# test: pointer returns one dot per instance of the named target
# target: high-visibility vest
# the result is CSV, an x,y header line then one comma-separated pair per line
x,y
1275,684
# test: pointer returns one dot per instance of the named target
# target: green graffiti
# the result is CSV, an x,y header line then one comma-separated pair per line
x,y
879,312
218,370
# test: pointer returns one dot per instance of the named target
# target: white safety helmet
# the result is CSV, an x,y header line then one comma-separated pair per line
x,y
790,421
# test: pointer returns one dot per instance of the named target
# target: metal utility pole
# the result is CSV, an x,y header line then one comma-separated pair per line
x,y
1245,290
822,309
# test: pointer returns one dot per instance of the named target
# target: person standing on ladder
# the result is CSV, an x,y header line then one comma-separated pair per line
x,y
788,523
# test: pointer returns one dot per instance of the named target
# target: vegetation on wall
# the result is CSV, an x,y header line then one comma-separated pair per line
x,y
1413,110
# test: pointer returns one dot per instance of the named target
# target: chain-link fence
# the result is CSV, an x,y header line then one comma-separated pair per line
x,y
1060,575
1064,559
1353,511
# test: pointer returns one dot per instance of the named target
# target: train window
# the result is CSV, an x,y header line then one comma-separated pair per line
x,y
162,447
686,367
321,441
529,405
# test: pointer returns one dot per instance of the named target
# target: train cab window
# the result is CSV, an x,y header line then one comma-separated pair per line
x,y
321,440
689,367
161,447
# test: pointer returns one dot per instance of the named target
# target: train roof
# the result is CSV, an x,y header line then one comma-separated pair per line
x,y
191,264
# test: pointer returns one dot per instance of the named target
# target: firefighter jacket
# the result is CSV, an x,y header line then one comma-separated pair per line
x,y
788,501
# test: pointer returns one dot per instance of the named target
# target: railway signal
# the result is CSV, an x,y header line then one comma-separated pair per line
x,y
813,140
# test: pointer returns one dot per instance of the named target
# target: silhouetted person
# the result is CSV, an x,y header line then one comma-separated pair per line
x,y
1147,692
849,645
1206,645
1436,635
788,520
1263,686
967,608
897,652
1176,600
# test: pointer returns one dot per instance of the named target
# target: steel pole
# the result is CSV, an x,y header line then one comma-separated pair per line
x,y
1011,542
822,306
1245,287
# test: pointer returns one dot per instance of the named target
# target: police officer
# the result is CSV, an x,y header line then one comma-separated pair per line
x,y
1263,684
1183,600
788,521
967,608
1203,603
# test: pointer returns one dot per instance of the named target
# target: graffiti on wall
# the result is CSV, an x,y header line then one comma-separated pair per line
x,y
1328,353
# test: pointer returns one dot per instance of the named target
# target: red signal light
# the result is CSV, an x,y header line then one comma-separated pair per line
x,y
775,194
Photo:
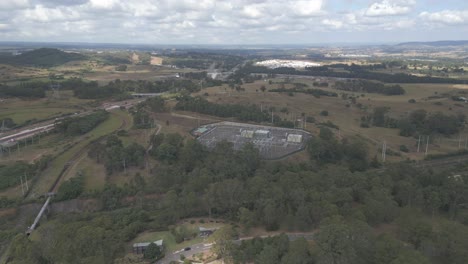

* **What to work on**
Which lines in the records above contain the string "pole", counting only matches with the same case? Pick out each of those lines and copy it.

* **Task response**
# target: metal utility pole
# target: steel pole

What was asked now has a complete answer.